= WHAT IS NEEDED =
The answer is a single number: the count of lines in the records below that contain the word "wearing".

= DATA FOR THE TASK =
--- --- ---
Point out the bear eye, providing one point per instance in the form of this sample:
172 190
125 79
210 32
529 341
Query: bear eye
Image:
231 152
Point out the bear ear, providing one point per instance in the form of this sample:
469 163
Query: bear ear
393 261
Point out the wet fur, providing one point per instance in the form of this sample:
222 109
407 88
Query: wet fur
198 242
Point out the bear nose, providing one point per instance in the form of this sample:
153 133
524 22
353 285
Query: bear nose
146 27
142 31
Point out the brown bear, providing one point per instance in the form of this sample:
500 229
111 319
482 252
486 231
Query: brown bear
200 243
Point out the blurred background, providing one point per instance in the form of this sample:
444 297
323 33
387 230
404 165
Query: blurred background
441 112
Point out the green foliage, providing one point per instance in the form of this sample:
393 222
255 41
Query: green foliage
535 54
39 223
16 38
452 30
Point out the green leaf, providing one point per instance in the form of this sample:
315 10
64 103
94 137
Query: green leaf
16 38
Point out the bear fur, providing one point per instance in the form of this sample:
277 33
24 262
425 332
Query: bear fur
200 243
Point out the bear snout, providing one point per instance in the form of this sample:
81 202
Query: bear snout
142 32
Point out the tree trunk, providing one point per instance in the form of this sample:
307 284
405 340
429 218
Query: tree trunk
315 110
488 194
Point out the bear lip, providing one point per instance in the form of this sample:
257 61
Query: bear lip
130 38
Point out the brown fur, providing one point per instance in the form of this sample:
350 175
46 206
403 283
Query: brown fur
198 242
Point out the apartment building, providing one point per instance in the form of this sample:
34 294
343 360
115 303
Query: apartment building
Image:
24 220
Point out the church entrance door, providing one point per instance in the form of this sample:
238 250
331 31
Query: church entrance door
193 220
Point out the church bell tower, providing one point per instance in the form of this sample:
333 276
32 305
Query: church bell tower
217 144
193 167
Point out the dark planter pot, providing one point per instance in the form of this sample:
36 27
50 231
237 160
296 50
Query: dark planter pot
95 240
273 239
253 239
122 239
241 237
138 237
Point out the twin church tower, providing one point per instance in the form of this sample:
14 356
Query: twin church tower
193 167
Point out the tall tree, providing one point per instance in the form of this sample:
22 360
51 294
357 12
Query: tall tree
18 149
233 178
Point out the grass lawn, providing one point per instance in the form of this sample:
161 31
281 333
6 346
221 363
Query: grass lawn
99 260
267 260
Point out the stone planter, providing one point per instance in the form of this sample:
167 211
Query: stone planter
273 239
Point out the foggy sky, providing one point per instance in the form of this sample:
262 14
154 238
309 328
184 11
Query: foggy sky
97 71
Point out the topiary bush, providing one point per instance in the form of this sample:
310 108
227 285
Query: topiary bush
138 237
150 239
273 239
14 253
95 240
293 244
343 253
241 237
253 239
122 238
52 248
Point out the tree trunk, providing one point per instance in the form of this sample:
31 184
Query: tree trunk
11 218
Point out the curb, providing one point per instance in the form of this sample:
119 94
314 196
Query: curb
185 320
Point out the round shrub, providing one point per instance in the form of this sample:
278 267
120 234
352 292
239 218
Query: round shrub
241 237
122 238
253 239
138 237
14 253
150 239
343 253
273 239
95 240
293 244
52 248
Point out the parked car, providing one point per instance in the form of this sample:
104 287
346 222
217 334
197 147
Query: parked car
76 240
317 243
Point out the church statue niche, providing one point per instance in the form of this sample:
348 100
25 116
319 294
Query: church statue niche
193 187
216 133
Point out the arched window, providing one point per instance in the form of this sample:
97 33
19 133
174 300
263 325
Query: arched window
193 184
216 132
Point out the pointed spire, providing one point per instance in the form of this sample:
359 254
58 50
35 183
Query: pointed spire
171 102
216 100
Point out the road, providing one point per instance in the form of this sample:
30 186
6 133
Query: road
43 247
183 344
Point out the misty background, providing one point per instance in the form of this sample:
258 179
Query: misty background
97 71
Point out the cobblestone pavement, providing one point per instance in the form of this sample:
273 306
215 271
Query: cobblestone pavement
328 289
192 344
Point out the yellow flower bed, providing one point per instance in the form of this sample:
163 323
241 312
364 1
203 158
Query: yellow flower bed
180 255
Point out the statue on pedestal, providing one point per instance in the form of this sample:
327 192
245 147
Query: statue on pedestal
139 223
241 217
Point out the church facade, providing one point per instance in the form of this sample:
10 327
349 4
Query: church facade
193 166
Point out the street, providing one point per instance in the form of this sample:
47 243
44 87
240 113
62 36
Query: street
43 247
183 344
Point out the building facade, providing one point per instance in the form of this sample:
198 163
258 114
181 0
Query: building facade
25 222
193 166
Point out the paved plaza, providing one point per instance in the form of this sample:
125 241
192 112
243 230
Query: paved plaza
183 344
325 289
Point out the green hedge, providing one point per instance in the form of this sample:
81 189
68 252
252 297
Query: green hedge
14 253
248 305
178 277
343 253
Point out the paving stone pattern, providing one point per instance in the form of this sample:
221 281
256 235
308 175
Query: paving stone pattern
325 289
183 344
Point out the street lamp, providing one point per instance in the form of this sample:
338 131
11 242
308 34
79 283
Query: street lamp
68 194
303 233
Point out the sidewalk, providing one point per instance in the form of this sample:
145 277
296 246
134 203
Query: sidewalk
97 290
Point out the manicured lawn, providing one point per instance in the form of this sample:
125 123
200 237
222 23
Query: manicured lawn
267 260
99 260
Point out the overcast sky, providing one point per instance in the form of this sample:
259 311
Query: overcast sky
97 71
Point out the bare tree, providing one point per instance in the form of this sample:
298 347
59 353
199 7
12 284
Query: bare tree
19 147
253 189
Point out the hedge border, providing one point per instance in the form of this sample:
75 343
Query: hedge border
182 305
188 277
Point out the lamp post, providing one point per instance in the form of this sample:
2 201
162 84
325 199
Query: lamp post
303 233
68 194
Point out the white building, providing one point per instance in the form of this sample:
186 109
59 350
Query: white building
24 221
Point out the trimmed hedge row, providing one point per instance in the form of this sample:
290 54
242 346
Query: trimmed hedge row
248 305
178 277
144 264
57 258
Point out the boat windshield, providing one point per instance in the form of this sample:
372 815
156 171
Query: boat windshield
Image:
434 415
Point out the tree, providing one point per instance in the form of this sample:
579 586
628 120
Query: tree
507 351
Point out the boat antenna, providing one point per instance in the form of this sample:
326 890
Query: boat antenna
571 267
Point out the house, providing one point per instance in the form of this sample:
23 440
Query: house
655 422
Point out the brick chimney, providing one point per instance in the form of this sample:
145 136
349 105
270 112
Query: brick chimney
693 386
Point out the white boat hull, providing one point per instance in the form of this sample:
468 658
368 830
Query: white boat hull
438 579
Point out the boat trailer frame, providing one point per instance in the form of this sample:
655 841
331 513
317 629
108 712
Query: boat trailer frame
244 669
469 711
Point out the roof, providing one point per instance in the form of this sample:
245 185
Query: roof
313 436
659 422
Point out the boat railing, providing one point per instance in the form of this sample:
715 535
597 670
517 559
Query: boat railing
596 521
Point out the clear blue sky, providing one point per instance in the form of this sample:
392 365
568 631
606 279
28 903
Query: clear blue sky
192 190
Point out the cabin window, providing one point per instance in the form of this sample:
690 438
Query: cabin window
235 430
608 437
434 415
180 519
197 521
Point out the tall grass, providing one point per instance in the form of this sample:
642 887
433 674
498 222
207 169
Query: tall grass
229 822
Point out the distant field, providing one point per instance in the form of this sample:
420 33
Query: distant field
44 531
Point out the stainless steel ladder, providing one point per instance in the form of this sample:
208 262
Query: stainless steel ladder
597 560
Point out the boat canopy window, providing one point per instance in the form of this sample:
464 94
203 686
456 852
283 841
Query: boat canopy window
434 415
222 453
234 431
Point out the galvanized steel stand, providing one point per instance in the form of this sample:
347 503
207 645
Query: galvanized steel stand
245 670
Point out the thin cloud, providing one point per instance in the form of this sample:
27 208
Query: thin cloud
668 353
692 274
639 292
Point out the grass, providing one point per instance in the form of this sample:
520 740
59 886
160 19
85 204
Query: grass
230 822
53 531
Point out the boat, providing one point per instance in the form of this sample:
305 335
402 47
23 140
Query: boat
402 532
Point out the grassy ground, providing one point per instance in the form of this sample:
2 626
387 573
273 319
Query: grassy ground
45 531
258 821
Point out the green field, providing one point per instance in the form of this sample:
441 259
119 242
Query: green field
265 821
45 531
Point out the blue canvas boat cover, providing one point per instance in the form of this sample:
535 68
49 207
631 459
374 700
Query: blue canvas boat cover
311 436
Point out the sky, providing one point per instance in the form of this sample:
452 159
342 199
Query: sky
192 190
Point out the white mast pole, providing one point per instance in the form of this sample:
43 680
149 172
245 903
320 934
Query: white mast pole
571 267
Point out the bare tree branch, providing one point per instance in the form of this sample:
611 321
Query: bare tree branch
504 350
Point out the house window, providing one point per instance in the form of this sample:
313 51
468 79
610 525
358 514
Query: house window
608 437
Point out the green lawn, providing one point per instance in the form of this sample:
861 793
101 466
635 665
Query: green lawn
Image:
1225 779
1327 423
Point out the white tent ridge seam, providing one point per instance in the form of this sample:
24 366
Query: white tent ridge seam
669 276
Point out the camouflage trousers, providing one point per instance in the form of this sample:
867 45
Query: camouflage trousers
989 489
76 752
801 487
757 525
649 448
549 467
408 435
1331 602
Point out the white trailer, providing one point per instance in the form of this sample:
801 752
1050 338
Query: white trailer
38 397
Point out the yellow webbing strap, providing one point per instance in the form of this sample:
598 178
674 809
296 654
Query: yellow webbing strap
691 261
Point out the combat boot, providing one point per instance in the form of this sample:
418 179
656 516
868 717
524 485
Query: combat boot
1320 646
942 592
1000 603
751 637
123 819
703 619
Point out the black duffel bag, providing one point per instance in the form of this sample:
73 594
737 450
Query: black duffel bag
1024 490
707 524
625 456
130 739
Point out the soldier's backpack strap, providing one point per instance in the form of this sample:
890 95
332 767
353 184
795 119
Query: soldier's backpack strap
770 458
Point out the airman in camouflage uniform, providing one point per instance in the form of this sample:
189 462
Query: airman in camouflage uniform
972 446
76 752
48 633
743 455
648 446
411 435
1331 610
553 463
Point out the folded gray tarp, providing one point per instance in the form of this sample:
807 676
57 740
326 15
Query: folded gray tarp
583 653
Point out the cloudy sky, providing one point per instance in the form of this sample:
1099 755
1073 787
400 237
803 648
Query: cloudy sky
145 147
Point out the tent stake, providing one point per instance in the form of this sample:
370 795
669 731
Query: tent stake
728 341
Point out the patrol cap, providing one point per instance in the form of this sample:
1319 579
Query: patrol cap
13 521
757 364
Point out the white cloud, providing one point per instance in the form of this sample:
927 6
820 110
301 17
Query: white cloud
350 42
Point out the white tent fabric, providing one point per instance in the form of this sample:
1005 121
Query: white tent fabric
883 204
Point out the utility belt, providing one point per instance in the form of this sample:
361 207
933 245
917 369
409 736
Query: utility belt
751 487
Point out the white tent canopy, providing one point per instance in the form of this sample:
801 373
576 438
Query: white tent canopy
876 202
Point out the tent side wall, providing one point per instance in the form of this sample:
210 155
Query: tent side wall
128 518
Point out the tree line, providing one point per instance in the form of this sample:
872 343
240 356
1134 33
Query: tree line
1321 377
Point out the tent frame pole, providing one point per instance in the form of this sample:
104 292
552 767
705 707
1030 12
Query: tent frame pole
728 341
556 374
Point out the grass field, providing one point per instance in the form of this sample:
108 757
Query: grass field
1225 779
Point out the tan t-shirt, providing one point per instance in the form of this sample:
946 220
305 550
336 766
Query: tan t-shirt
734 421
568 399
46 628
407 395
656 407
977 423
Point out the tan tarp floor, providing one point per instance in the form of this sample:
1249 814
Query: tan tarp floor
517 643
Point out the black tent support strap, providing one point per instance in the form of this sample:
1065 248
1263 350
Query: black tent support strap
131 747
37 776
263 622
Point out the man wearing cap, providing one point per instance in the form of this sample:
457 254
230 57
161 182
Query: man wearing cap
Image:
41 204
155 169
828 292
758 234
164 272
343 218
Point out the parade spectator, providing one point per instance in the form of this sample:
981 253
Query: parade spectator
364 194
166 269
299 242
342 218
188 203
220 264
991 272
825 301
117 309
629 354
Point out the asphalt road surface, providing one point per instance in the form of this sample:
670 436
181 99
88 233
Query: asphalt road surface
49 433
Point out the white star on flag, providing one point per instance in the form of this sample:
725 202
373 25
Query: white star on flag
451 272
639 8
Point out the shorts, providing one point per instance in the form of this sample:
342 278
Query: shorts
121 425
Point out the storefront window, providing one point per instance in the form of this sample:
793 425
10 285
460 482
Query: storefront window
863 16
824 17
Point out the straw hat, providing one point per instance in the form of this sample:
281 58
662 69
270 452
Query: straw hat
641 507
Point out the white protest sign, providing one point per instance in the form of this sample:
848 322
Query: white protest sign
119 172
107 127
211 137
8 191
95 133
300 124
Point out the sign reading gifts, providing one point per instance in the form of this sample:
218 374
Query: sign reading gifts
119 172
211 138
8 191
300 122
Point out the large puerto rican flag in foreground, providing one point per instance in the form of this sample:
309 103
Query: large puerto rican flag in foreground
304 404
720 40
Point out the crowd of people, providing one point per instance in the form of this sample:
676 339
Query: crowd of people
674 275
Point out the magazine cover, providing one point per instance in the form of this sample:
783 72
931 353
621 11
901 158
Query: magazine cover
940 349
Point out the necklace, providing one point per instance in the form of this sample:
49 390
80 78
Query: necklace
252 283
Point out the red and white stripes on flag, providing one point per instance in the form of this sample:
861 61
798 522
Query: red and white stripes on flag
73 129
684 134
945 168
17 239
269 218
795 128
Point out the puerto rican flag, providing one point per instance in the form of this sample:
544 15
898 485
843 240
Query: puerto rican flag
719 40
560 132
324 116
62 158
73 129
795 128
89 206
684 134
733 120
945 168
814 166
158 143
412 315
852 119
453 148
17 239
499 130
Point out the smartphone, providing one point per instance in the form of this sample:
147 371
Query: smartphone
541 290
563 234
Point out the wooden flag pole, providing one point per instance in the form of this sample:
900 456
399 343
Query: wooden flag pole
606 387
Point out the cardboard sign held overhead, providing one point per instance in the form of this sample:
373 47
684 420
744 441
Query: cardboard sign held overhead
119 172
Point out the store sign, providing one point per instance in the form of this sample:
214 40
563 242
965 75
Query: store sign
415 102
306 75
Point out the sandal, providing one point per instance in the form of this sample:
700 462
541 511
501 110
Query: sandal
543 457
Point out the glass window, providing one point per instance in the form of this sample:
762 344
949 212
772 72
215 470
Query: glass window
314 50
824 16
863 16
--- --- ---
= PROBLEM SOLUTION =
2